# Provided text
[Start of Attachment]

Researchers at the Universityï¿½s Institute of Optics developed a technique that uses lasers to render materials hydrophobicï¿½extremely water repellant. CREDIT: University photo/Matthew Mann.
The surface of a material includes minute micro- and nanoscale structures that cannot be seen by the naked eye. However, these structures play a big role in governing the chemical, physical, and biomedical characteristics of the material.
In the recent past, Chunlei Guo and his colleagues from the
University of Rochester have discovered many ways to control the structures by irradiating the surface of the material with laser pulses. The researchers changed the materials and made them attract water, repel water, and also absorb huge amounts of light, and they have done all this without the need for any type of coating.
Currently, Guo, Anatoliy Vorobyev, and Ranran Fang, who are researchers from the Institute of Optics at the University of Rochester, have progressed in their research by one more step by creating a method for visualizing, as a first attempt, the complete evolution of formation of the micro- and nanoscale structures on the surface of the material, during and after irradiation with the laser pulse.
After we determined that we could drastically alter the property of a material through creating tiny structures in its surface, the next natural step was to understand how these tiny structures were formed. This is very important because after you understand how they’re formed you can better control them.
Chunlei Guo, University of Rochester
Such manipulation can pave the way for enhancements in all types of technologies such as medical instrumentation, fuel cells, airplane de-icing, energy absorbers, sanitation, space telescopes, and anti-corrosive building materials in third-world countries.
The research team invented a scattered-light imaging method allowing them to record an ultrafast movie of the manner in which the material’s surface is altered by laser radiation. The method has been reported in a paper published in the
Nature journal Light: Science & Applications.
The method provides a view of the complete procedure from the time the material is hit by a laser to the melting phase, the transient surface fluctuations, as well as resolidification that results in the formation of permanent micro- and nanostructures.

[End of Attachment]

# What to do
A. In the article on laser-treated surfaces, which three Institute of Optics researchers created the method for seeing how the tiny surface structures form?
B. Reproduce a passage from the article on laser-treated surfaces word for word, beginning at the words that have "Researchers at the" and stopping after "type of coating.".
C. Resume the article on laser-treated surfaces right after its last sentence, keeping its topic and tone.

# Records
[Start of Attachment]

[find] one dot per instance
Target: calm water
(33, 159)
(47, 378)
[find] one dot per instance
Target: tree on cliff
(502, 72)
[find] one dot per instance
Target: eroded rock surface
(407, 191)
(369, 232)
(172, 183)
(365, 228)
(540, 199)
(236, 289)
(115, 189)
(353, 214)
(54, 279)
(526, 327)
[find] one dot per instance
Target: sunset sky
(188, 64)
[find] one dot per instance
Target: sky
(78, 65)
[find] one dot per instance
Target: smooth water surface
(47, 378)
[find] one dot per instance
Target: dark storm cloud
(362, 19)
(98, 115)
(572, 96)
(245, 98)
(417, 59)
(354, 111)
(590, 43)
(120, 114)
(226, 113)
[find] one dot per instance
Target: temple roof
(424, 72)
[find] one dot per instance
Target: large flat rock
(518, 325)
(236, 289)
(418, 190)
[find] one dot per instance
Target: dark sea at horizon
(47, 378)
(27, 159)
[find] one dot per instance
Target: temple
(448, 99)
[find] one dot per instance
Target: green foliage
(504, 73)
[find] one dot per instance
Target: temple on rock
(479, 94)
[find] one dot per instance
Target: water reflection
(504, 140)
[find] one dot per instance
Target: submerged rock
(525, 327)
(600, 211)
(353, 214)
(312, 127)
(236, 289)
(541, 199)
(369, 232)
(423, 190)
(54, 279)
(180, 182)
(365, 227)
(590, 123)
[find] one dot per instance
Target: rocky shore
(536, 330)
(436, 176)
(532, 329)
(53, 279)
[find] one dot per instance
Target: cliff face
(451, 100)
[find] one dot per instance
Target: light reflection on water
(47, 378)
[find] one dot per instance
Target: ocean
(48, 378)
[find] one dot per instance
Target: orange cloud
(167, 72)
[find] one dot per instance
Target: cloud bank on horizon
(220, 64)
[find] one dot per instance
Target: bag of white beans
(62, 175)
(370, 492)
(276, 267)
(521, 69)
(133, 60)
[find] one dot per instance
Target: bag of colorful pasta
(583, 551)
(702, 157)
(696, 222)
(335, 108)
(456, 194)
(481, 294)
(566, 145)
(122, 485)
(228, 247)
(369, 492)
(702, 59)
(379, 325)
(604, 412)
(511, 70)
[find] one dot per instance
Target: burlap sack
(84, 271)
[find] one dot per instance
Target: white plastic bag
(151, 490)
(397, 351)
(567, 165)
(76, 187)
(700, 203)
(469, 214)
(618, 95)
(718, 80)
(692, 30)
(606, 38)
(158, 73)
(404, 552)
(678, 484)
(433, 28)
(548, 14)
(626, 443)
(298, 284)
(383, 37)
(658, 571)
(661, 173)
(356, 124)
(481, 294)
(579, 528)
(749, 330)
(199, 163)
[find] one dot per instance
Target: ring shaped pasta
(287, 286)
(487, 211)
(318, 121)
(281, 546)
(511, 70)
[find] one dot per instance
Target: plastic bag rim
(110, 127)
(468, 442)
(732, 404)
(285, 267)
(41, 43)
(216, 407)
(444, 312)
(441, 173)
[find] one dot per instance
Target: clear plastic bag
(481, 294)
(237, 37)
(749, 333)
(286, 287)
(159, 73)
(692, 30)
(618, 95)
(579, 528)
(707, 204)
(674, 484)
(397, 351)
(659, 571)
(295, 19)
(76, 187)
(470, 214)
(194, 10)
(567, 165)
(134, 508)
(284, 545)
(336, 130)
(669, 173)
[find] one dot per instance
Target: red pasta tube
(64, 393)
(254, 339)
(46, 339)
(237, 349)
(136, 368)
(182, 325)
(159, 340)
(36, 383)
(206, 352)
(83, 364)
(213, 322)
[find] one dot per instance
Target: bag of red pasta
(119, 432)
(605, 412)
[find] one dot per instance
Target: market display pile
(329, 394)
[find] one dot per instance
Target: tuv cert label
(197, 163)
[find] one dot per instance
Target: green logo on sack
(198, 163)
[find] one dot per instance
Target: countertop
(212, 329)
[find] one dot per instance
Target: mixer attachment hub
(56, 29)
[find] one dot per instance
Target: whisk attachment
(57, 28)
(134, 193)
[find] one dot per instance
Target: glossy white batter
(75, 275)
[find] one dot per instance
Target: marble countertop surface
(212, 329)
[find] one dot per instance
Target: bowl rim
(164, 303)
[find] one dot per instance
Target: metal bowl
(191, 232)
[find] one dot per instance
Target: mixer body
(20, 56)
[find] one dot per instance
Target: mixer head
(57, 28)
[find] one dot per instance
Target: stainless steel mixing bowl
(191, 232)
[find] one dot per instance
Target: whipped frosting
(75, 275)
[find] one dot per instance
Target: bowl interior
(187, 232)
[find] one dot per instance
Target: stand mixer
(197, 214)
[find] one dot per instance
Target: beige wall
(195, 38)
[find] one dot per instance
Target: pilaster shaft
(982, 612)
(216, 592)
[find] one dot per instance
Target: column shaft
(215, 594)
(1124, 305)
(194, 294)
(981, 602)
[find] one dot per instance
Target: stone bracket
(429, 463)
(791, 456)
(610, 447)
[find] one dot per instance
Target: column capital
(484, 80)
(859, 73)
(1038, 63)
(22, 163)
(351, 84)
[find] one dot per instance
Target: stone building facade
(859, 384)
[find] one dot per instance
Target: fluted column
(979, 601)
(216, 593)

[End of Attachment]

# Results in order
A. Chunlei Guo, Anatoliy Vorobyev, and Ranran Fang.

B.
Researchers at the Universityï¿½s Institute of Optics developed a technique that uses lasers to render materials hydrophobicï¿½extremely water repellant. CREDIT: University photo/Matthew Mann.
The surface of a material includes minute micro- and nanoscale structures that cannot be seen by the naked eye. However, these structures play a big role in governing the chemical, physical, and biomedical characteristics of the material.
In the recent past, Chunlei Guo and his colleagues from the
University of Rochester have discovered many ways to control the structures by irradiating the surface of the material with laser pulses. The researchers changed the materials and made them attract water, repel water, and also absorb huge amounts of light, and they have done all this without the need for any type of coating.

C.
Currently, it takes about an hour to pattern a metal sample with the dimension of one-inch by one-inch. Determining the manner in which micro- and nanostructures are formed, the researchers can be in a position to streamline the formation of the structures, for example, enhancing the efficiency and speed of patterning surfaces.
The formation and alterations of the small structures render the characteristics to be an intrinsic part of the material, thus minimizing the need for adding temporary chemical coatings.
The research team used a femtosecond laser for producing such effects, where the laser produces an ultra-fast laser pulse of the duration of tens of femtoseconds. One femtosecond is equal to one quadrillionth of a second.
By altering the conditions of the laser, the morphological features of the surface structures, such as their size, geometry, and density, can be changed, thus enabling the material to exhibit a range of distinct physical properties.
Acquiring detailed movies and images of events in micro- and nanoscales is highly difficult as they occur within a few femtoseconds, picoseconds (i.e. one trillionth of a second), or nanoseconds (i.e. one billionth of a second).
For a clearer understanding of the phenomenon, Vorobyev states that light takes approximately one second to travel from Earth to the moon. In contrast, in a nanosecond, light travels just close to one foot, and in a femtosecond, it travels about 0.3 mm, which is nearly equal to the diameter of a bacteria or virus.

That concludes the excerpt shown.